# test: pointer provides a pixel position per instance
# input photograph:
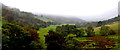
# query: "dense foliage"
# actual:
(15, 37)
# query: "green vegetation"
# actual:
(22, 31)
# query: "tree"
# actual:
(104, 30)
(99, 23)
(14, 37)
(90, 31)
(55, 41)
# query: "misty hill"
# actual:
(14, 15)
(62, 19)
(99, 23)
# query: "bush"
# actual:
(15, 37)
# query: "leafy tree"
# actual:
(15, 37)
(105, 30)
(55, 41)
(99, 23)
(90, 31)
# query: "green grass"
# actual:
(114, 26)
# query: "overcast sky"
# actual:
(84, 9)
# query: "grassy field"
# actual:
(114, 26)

* * *

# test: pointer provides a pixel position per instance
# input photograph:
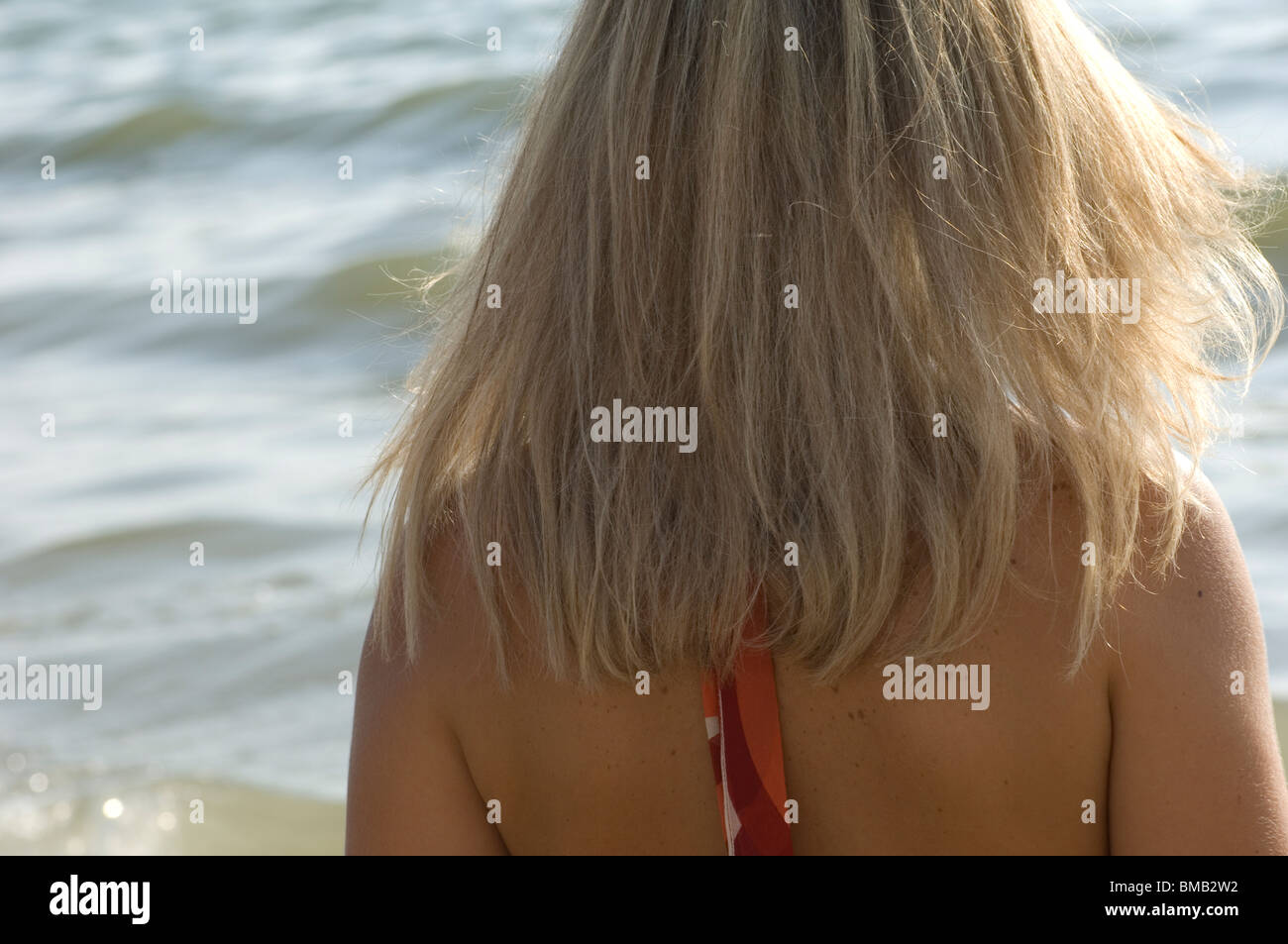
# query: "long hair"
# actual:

---

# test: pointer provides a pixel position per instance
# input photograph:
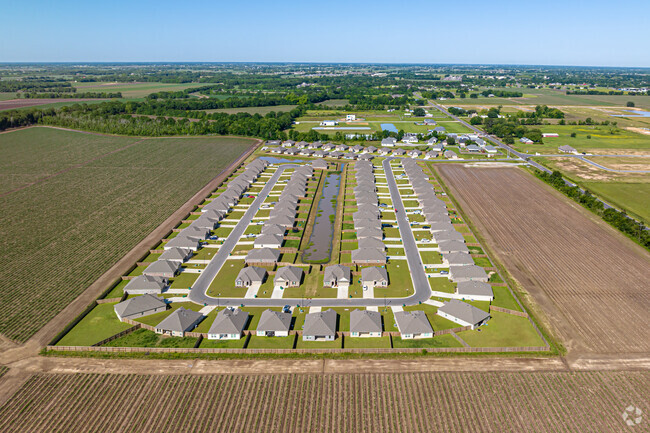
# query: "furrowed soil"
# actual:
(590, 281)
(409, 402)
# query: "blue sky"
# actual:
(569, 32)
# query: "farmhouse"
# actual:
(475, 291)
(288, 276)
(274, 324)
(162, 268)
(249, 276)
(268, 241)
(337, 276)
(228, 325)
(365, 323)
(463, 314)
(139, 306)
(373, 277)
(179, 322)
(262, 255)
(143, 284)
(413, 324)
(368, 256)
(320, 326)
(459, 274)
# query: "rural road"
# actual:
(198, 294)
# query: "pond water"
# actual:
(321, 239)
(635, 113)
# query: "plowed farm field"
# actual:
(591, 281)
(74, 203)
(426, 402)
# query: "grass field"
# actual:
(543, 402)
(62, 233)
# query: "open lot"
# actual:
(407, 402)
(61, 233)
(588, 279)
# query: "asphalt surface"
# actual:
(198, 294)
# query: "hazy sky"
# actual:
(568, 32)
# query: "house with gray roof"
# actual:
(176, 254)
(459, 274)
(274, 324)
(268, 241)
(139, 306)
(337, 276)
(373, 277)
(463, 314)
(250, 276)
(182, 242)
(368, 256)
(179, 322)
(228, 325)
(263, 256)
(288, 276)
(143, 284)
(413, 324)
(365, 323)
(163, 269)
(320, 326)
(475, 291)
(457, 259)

• _Written problem_
How many lines in the entries above contain the word "green"? Give only the number.

• _Output of the exercise_
2